Material shown:
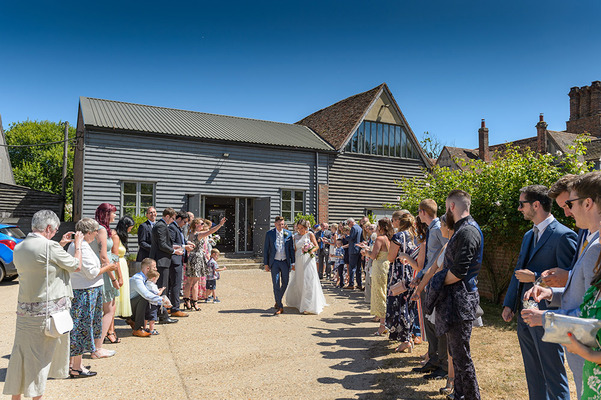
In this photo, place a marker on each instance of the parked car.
(10, 235)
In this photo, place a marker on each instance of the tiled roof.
(336, 122)
(131, 117)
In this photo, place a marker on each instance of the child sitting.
(213, 276)
(153, 309)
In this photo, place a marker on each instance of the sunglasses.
(522, 202)
(570, 202)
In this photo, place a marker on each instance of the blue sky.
(448, 63)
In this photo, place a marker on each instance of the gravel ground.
(233, 350)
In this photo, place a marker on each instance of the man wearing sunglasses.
(548, 244)
(582, 204)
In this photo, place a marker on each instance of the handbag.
(557, 327)
(60, 322)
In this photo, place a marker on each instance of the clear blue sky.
(448, 63)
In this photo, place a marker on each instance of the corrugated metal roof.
(142, 118)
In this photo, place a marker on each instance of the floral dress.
(398, 318)
(591, 372)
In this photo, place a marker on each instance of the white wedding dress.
(304, 290)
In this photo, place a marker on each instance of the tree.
(40, 167)
(494, 188)
(431, 145)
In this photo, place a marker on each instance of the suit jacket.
(555, 248)
(269, 249)
(144, 240)
(162, 246)
(176, 237)
(355, 237)
(570, 297)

Exercise: Leave the pictures out and reproduce each record exactly as written.

The answer:
In this photo, place a marker on each instance of the parked car.
(10, 235)
In this photo, place a marker on each instance of the tiled roof.
(336, 122)
(131, 117)
In this photo, place a marker on each instance of the child sitting.
(213, 276)
(153, 309)
In this photo, place a marker on each instance of the sunglasses.
(522, 202)
(570, 202)
In this photo, place a marker on each instance of the blue sky.
(448, 63)
In this photo, place a marker on each instance of the gravel ground.
(233, 350)
In this photo, place a marker on each instance of the man wearing sunglasses.
(548, 244)
(582, 204)
In this photo, place a marker on each instance of the handbag.
(557, 327)
(60, 322)
In this photo, place a marker on each instance of the clear blue sky.
(448, 63)
In this photo, place a marker on each instance of the corrugated metal roof.
(142, 118)
In this photo, place a marker on each instance of the floral dress.
(398, 318)
(591, 372)
In this photo, place a marker on each instance of the white wedding dress.
(304, 290)
In this photo, place a marker on each instance of the tree.
(40, 167)
(494, 188)
(431, 145)
In this photo, place a marker on each instance of the suit jacket.
(555, 248)
(269, 249)
(144, 240)
(162, 246)
(176, 237)
(355, 237)
(570, 297)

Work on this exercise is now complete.